The answer must be one number: the count of lines in the data below that include "concrete".

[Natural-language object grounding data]
::::::::::

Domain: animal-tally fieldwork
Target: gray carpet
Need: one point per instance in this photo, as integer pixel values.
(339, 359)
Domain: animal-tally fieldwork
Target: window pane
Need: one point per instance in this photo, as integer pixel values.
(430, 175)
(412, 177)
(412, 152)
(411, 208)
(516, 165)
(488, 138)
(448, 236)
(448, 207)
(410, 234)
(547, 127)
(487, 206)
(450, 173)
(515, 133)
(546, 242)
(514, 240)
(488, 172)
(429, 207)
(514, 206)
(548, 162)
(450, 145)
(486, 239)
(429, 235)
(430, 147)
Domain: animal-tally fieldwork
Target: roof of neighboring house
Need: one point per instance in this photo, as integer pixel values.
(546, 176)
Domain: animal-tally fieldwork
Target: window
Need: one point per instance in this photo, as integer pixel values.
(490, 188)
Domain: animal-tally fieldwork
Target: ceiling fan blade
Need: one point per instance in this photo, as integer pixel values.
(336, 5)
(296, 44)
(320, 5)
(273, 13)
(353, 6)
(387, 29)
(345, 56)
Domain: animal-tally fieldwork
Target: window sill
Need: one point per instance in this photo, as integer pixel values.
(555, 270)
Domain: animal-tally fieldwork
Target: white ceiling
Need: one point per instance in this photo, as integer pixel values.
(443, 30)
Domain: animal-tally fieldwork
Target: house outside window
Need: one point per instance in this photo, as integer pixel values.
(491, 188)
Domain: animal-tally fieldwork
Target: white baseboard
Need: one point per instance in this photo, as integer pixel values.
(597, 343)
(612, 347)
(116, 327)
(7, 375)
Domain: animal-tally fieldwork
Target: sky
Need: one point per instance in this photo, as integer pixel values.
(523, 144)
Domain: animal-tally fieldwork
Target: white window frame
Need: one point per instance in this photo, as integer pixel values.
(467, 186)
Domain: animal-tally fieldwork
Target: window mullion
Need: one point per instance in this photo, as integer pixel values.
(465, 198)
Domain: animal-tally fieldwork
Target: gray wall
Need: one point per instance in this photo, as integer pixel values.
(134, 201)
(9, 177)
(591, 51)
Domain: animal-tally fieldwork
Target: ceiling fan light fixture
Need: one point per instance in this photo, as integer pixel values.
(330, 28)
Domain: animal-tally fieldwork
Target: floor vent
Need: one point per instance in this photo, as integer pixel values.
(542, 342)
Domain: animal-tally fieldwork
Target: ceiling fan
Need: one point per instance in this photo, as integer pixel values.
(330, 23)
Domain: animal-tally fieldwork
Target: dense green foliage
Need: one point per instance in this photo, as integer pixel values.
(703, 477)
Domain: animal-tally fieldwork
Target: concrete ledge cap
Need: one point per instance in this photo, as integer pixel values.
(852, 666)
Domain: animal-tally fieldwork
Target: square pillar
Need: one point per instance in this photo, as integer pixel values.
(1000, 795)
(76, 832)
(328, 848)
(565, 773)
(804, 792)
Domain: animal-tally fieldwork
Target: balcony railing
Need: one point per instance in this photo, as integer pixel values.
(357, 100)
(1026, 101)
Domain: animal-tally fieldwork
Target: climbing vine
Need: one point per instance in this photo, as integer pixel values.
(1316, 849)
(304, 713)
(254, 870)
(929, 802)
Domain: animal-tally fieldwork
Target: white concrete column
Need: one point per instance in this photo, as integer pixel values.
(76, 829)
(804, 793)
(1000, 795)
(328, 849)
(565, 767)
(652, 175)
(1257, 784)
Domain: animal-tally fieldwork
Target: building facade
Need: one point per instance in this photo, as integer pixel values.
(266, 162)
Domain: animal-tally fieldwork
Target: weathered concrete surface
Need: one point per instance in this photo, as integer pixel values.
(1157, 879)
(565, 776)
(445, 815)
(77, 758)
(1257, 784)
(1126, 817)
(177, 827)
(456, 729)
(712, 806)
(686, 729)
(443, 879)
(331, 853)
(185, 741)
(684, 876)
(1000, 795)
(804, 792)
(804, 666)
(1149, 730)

::::::::::

__RESULT FOR THIS TASK__: 3